Dataset content:

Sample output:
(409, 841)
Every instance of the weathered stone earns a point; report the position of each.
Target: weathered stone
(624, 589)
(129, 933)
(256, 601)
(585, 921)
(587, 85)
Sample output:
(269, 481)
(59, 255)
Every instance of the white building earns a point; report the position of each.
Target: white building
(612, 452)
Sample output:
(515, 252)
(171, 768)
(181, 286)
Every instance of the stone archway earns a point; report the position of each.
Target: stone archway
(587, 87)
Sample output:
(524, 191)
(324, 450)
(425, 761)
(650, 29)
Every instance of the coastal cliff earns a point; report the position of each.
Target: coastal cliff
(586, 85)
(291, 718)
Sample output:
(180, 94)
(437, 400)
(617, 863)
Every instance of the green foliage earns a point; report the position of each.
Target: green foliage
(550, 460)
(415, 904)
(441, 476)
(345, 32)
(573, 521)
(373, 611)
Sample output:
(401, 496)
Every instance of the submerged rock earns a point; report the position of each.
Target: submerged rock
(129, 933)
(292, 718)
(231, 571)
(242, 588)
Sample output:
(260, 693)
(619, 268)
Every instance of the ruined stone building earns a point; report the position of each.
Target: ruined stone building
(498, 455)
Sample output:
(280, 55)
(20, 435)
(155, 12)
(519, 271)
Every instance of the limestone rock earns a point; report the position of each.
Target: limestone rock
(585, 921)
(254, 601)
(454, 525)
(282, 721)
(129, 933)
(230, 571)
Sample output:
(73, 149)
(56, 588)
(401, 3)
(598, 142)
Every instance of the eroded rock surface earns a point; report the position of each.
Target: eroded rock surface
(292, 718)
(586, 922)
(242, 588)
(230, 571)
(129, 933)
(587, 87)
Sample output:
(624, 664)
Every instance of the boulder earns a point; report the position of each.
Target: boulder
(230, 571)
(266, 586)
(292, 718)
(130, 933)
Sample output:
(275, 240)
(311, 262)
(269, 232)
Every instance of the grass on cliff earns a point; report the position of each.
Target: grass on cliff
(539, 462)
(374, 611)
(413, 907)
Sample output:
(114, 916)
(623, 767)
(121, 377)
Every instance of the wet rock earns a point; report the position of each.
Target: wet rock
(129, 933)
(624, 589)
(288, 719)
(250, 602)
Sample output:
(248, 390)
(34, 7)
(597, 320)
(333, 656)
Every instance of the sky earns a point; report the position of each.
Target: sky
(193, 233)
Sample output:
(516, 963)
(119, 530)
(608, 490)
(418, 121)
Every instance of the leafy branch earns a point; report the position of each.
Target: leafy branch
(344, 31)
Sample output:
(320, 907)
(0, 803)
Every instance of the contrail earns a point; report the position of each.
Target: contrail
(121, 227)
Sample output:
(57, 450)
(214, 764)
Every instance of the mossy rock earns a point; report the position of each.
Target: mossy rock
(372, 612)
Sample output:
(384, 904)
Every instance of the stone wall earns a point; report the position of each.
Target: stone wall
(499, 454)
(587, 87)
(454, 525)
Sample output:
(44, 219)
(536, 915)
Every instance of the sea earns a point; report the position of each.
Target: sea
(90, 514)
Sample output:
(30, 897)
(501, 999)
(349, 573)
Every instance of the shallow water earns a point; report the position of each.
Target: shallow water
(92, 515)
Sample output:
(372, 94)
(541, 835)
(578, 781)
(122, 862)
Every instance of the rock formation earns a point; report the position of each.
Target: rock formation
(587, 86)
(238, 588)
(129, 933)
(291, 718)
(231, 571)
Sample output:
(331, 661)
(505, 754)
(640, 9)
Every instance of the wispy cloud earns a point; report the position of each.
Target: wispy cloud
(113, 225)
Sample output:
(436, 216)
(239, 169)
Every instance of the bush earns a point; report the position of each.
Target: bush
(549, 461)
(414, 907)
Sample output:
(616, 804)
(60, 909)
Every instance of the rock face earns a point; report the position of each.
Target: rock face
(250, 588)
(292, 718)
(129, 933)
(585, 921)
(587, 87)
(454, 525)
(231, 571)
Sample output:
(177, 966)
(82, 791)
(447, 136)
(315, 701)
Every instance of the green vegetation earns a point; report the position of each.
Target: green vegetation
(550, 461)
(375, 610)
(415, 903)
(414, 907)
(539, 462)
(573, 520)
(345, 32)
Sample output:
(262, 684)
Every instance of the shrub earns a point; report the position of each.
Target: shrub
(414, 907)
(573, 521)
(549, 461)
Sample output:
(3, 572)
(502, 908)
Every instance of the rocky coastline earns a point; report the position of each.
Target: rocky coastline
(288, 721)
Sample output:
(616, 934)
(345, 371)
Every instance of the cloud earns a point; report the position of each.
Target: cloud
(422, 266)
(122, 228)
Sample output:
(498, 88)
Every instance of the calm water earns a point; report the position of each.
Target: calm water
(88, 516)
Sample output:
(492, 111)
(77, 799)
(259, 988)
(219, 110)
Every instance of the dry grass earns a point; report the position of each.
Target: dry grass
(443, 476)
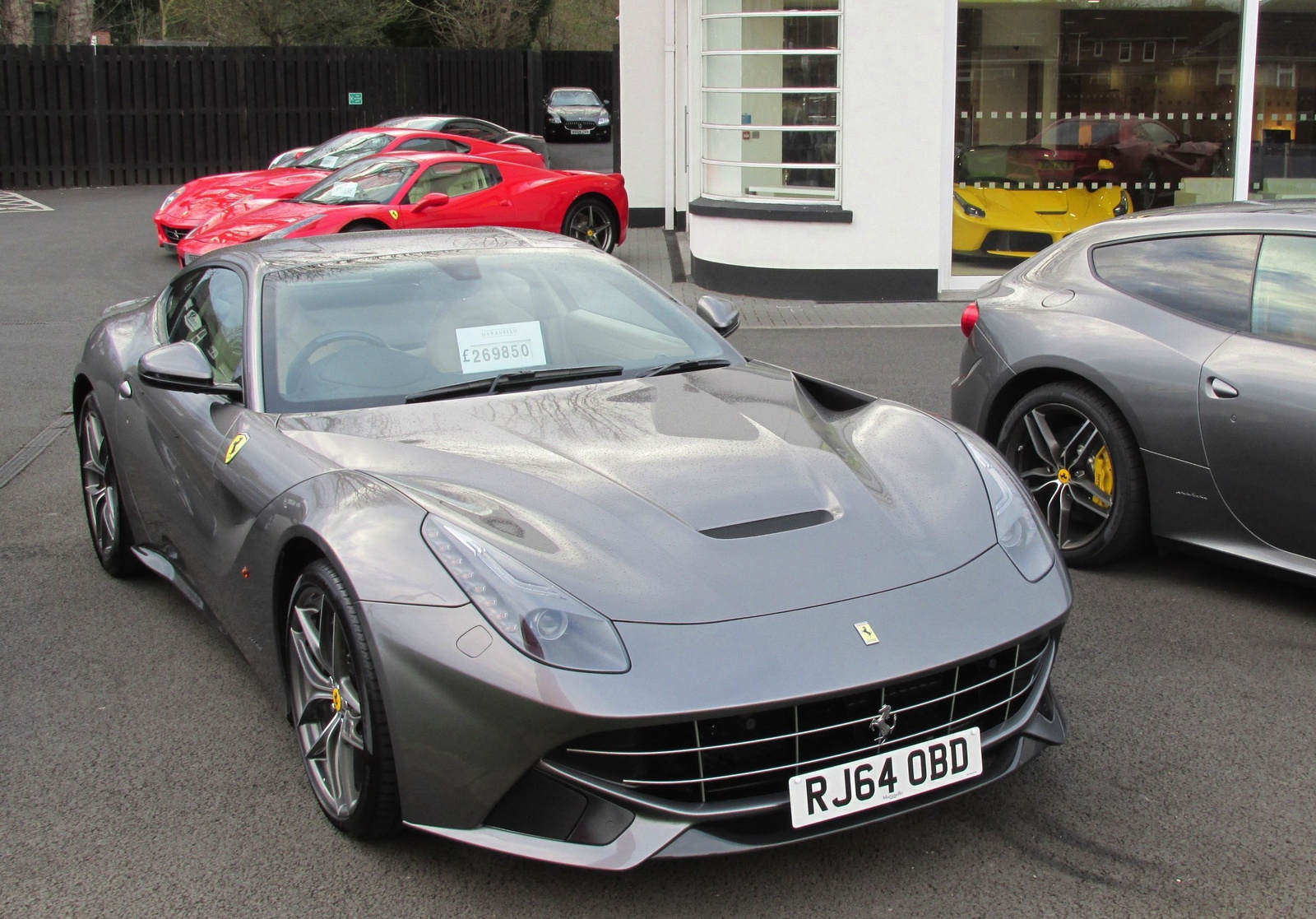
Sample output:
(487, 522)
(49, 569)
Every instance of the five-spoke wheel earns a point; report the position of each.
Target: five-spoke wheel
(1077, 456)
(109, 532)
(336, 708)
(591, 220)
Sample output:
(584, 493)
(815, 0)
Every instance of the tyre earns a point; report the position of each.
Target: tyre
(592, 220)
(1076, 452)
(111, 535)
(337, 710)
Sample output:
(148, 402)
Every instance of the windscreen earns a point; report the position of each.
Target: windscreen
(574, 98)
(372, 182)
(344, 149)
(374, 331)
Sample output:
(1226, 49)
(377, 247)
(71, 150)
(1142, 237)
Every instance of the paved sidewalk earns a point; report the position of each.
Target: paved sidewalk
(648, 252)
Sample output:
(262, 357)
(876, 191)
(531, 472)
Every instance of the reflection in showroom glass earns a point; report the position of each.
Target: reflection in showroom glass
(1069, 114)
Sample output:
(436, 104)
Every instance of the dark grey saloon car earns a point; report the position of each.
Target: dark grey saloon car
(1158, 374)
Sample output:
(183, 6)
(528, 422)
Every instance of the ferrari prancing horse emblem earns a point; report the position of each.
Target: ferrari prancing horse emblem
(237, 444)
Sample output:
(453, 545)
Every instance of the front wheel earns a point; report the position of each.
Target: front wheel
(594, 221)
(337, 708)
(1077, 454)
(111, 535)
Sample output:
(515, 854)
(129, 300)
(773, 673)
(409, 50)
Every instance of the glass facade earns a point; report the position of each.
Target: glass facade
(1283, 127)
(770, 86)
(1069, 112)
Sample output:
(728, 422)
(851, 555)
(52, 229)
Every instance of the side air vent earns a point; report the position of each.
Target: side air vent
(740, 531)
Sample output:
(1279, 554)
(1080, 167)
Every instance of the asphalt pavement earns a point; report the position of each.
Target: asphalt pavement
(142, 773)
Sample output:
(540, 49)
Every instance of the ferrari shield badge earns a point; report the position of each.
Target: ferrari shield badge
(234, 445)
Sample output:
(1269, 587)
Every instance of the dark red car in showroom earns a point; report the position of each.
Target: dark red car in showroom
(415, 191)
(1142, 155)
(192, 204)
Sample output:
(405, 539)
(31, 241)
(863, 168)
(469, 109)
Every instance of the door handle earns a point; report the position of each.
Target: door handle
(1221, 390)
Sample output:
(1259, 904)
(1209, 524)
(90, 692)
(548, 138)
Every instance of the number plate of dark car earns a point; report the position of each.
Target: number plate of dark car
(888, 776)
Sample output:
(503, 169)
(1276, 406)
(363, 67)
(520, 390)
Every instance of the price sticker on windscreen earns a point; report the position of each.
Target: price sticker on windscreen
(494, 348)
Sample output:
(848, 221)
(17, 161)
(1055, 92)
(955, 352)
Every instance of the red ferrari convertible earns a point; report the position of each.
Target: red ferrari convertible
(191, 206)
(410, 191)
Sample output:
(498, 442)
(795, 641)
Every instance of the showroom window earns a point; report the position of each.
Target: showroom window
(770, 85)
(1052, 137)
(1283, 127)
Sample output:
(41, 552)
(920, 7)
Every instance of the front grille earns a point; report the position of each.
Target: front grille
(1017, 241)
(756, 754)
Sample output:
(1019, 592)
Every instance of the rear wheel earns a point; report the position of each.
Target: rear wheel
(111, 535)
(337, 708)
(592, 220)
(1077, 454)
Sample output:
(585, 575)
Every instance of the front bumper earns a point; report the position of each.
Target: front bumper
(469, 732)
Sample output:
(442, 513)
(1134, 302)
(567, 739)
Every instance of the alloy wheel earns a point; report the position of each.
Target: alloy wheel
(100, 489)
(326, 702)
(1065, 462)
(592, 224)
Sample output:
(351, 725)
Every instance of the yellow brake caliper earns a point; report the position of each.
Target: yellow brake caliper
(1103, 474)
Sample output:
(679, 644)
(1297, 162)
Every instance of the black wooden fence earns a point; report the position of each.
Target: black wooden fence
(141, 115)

* * *

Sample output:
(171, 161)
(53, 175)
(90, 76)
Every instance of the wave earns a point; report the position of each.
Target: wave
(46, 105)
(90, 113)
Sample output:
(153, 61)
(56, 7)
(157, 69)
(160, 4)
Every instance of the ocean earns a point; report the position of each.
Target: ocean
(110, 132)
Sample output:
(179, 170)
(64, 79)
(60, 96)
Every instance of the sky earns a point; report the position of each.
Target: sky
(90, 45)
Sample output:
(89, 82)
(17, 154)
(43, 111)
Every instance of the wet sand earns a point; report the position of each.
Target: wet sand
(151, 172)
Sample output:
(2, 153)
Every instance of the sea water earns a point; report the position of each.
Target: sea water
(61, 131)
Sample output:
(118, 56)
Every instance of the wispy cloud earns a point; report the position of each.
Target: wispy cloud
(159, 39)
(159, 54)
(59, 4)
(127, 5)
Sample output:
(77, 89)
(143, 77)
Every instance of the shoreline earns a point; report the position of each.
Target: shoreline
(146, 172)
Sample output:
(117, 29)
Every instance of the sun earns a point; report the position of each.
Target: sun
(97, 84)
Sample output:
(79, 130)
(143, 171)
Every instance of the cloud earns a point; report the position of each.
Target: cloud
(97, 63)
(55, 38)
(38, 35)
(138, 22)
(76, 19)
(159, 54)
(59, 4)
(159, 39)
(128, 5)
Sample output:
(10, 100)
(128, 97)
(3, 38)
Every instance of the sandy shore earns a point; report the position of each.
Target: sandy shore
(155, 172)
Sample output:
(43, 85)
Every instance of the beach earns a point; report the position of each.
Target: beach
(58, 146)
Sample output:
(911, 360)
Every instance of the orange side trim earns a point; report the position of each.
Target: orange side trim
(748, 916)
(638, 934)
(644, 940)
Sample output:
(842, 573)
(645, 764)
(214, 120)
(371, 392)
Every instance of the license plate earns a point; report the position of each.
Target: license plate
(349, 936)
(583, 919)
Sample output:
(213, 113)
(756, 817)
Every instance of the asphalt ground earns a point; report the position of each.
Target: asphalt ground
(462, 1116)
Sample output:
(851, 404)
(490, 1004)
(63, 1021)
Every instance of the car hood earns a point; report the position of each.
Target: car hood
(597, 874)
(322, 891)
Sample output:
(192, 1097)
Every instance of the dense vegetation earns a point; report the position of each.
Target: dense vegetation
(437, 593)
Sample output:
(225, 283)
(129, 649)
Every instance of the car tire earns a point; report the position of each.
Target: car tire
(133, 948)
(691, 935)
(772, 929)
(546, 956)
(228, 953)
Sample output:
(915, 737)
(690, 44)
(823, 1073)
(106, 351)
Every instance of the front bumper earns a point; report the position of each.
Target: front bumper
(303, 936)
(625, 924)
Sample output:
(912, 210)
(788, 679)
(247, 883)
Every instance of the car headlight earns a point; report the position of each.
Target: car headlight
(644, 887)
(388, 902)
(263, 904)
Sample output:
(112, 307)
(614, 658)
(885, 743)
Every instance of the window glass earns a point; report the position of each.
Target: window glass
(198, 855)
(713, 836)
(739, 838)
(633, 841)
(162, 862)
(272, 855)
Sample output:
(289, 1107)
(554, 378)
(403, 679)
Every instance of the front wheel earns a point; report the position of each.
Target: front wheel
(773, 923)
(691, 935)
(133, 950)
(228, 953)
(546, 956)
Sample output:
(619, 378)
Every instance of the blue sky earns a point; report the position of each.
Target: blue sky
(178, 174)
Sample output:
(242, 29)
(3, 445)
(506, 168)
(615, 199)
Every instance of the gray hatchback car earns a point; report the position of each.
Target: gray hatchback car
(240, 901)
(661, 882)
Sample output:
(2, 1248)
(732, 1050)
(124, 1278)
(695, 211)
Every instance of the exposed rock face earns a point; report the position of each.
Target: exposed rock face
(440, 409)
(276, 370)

--

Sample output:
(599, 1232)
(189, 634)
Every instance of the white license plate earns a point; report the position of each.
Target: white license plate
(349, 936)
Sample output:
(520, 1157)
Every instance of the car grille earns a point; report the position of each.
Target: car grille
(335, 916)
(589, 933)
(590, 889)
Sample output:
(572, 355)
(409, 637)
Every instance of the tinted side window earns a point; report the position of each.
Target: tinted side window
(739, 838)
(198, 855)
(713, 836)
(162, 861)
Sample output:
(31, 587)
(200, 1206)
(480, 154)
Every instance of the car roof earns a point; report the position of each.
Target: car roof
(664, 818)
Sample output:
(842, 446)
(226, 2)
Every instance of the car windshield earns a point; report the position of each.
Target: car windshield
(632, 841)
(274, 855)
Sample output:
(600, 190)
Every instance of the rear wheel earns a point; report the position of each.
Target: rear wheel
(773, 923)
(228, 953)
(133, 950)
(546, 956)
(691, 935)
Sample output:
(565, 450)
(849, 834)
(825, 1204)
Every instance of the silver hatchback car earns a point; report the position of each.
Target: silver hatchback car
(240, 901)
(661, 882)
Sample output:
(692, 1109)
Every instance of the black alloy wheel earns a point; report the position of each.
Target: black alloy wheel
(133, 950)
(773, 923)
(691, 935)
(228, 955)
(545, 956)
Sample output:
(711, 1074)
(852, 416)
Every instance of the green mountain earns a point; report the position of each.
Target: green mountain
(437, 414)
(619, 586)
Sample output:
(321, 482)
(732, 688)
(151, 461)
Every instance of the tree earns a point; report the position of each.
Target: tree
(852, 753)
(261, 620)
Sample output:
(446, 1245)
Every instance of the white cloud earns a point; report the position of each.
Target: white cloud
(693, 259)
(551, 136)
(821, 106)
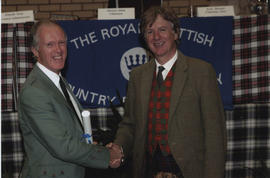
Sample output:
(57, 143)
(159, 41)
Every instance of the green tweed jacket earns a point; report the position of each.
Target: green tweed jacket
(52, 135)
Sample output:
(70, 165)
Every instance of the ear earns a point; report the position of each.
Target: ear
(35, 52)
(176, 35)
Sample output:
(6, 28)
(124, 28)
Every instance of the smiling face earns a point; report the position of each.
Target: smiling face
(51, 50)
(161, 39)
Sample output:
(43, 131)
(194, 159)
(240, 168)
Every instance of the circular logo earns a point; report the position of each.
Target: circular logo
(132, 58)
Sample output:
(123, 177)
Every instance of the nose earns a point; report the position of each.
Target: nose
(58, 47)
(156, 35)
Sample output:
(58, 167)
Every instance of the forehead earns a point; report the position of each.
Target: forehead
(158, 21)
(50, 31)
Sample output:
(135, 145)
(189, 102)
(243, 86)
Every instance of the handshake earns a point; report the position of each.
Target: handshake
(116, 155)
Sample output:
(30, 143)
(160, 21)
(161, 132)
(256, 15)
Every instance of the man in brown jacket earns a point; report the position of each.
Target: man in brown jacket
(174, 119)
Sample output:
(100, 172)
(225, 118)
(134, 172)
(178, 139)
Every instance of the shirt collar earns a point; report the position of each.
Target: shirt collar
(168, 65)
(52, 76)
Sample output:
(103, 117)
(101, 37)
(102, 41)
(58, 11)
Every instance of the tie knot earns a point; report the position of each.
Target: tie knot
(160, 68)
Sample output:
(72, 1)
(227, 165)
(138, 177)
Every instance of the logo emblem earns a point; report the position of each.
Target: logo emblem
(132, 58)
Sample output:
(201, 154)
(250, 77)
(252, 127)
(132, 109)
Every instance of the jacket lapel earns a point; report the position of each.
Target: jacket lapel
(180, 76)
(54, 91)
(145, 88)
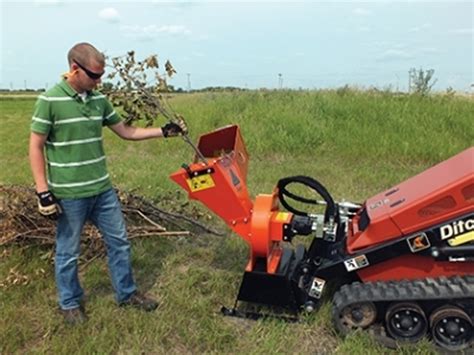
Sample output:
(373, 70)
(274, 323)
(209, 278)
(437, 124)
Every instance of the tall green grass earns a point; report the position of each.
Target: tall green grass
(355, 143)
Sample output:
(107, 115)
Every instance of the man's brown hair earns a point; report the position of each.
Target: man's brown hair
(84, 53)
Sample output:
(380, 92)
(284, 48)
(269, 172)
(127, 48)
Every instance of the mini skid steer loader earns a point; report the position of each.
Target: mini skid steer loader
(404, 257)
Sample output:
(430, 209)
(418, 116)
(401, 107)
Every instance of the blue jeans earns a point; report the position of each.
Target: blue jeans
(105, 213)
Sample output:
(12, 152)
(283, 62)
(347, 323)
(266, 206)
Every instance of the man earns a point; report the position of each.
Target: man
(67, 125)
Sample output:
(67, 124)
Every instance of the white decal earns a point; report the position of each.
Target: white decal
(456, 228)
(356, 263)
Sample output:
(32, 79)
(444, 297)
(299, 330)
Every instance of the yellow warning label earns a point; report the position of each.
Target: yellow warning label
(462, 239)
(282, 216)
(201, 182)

Directive: How many lines in the records above contain the string "badge"? Reply with the number alone.

Written solution: 2